--- Document segment ---

63rd Lieutenant Governor of Michigan
- In office January 1, 2011 – January 1, 2019
- Governor: Rick Snyder
- Preceded by: John D. Cherry
- Succeeded by: Garlin Gilchrist

Member of the Michigan House of Representatives from the 87th district
- In office January 1, 2007 – January 1, 2011
- Preceded by: Gary Newell
- Succeeded by: Mike Callton

Personal details
- Born: Brian Nelson Calley March 25, 1977 (age 49) Dearborn, Michigan, U.S.
- Party: Republican
- Spouse: Julie Calley
- Education: Montcalm Community College Michigan State University (BA) Grand Valley State University (MBA) Harvard University (MPA)

= Brian Calley =

American politician (born 1977)

Brian Nelson Calley (born March 25, 1977) is an American politician who served as the 63rd lieutenant governor of Michigan from 2011 to 2019. A member of the Republican Party, he was previously elected to the Michigan House of Representatives from 2007 to 2011. He currently serves as president of the Small Business Association of Michigan, and as a member of the board of trustees of Oakland University.

Calley is known for his advocacy for people with autism and their families; his daughter is autistic. Calley campaigned to require Michigan health insurance plans to include coverage for autism therapies, signing into law a package providing for such reforms as acting governor.

==Early life and political career==
Calley was born in Dearborn, the third of six children. The family moved from Dearborn Heights to Fort Riley, Kansas, in 1982 where his father was stationed in the U.S. Army. Two years later, the family moved back to Michigan where Calley graduated from Ionia High School in 1994. After attending Montcalm Community College while a student at Ionia High School, he earned a bachelor's degree in business administration from Michigan State University in 1998 and a Master's in Business Administration from Grand Valley State University in 2000. In the 10 years preceding his election to the Michigan legislature, Calley held various positions within the banking industry, primarily making commercial loans. During this time he served two terms on Ionia County Board of Commissioners, both as Vice Chairperson.

--- Material provided ---
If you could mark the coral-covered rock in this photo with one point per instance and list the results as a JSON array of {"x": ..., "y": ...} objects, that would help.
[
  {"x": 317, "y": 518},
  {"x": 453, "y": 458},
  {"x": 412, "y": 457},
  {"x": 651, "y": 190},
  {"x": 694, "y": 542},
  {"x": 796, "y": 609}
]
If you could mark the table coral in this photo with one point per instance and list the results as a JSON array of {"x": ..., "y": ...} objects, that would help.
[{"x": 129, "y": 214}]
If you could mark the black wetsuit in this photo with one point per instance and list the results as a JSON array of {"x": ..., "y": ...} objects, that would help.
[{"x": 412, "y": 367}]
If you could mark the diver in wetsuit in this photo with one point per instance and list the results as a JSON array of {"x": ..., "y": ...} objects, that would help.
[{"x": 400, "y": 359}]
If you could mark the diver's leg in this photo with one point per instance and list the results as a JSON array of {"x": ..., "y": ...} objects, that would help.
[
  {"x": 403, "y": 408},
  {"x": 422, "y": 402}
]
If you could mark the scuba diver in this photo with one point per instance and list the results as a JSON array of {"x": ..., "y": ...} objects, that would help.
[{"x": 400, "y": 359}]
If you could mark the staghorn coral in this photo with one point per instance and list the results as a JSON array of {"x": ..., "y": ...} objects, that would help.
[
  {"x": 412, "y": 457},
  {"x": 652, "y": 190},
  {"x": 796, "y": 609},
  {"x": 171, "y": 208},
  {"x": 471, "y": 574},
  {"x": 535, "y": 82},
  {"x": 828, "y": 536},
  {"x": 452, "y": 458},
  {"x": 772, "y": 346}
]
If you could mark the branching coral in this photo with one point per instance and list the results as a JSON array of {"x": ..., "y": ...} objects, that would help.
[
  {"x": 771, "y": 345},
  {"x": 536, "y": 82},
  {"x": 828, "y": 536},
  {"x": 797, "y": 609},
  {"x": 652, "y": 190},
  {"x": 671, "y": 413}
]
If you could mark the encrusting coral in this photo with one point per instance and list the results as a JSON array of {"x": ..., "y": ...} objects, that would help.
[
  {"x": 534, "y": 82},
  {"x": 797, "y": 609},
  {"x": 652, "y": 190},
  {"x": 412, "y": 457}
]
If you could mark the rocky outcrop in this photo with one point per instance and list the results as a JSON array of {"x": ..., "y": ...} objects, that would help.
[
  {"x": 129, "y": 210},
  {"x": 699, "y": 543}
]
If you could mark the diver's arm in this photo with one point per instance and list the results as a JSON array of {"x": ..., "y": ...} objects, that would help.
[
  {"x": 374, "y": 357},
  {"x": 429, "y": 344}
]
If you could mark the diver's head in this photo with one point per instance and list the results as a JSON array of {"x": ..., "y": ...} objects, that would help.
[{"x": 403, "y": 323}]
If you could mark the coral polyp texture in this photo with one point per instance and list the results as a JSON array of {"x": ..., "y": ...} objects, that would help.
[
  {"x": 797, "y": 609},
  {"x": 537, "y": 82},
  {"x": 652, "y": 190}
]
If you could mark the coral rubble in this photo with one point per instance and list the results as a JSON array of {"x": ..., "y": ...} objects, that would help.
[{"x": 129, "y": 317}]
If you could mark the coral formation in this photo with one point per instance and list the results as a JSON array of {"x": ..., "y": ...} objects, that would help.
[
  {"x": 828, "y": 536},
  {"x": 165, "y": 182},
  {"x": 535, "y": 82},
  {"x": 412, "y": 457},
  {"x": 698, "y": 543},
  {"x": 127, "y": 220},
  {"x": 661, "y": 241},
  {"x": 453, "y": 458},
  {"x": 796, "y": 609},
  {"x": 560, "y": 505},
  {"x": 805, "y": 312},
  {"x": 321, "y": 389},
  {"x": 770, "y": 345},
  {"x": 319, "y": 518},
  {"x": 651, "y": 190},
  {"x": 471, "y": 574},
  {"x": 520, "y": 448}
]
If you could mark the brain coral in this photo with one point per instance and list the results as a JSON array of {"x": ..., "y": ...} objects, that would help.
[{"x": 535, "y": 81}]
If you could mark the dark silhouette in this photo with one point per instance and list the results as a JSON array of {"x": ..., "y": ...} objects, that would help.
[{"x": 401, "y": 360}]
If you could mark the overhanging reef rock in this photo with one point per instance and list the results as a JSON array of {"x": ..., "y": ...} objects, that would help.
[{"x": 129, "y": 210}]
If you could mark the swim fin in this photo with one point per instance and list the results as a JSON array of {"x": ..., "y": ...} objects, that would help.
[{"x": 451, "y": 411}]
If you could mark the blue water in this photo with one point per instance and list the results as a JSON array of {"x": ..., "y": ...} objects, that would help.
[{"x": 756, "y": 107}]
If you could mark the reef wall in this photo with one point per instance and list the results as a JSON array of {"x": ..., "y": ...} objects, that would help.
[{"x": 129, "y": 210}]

--- Directions ---
Translate this sentence from the Brian Calley biography into Spanish: "Two years later, the family moved back to Michigan where Calley graduated from Ionia High School in 1994."

--- Reply to the exercise ---
Dos años después, la familia regresó a Míchigan, donde Calley se graduó de la Ionia High School en 1994.